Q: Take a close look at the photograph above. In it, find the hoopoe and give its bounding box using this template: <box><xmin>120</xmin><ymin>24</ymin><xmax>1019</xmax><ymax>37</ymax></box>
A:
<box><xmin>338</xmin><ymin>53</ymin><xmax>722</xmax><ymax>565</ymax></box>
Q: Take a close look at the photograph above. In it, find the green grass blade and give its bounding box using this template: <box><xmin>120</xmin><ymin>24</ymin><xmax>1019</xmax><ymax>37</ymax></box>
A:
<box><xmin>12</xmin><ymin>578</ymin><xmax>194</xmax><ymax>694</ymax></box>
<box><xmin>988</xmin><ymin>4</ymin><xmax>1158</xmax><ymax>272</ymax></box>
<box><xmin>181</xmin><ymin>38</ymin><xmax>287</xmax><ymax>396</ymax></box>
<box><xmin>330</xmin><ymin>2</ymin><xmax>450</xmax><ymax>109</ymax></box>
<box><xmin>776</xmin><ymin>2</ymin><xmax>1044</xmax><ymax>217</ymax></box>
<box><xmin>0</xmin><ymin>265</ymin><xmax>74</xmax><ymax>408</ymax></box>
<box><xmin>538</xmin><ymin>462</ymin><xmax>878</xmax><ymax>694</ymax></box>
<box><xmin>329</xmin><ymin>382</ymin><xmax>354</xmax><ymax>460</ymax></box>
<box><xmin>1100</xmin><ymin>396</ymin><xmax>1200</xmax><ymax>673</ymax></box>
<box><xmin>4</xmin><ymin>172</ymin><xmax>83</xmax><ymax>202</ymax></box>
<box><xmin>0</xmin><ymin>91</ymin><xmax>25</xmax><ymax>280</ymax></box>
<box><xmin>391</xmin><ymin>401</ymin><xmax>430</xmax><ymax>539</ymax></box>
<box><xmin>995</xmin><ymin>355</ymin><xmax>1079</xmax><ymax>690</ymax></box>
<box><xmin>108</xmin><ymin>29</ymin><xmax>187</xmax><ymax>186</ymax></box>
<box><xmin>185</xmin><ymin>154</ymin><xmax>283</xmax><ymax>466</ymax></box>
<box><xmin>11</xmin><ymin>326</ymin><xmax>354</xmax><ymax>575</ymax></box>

=-=-=-=-=

Problem details
Reproduce every entry above word for word, with each line in its original order and nothing changed.

The completed task
Q: Take a close look at the photograph above. In it, find the hoopoe and give its bounding box using this template: <box><xmin>120</xmin><ymin>24</ymin><xmax>1019</xmax><ymax>37</ymax></box>
A:
<box><xmin>338</xmin><ymin>53</ymin><xmax>722</xmax><ymax>565</ymax></box>
Q: Take a close look at the photograph above. In it, find the green grass blade and give its bounding box using this template: <box><xmin>120</xmin><ymin>24</ymin><xmax>1019</xmax><ymax>37</ymax></box>
A:
<box><xmin>12</xmin><ymin>578</ymin><xmax>194</xmax><ymax>694</ymax></box>
<box><xmin>988</xmin><ymin>4</ymin><xmax>1158</xmax><ymax>272</ymax></box>
<box><xmin>181</xmin><ymin>38</ymin><xmax>287</xmax><ymax>396</ymax></box>
<box><xmin>330</xmin><ymin>2</ymin><xmax>450</xmax><ymax>109</ymax></box>
<box><xmin>776</xmin><ymin>2</ymin><xmax>1044</xmax><ymax>217</ymax></box>
<box><xmin>0</xmin><ymin>265</ymin><xmax>74</xmax><ymax>408</ymax></box>
<box><xmin>538</xmin><ymin>462</ymin><xmax>878</xmax><ymax>694</ymax></box>
<box><xmin>329</xmin><ymin>382</ymin><xmax>354</xmax><ymax>460</ymax></box>
<box><xmin>1100</xmin><ymin>396</ymin><xmax>1200</xmax><ymax>673</ymax></box>
<box><xmin>4</xmin><ymin>172</ymin><xmax>83</xmax><ymax>202</ymax></box>
<box><xmin>0</xmin><ymin>91</ymin><xmax>25</xmax><ymax>280</ymax></box>
<box><xmin>391</xmin><ymin>401</ymin><xmax>430</xmax><ymax>539</ymax></box>
<box><xmin>995</xmin><ymin>355</ymin><xmax>1079</xmax><ymax>690</ymax></box>
<box><xmin>108</xmin><ymin>29</ymin><xmax>187</xmax><ymax>186</ymax></box>
<box><xmin>185</xmin><ymin>154</ymin><xmax>283</xmax><ymax>466</ymax></box>
<box><xmin>11</xmin><ymin>326</ymin><xmax>354</xmax><ymax>575</ymax></box>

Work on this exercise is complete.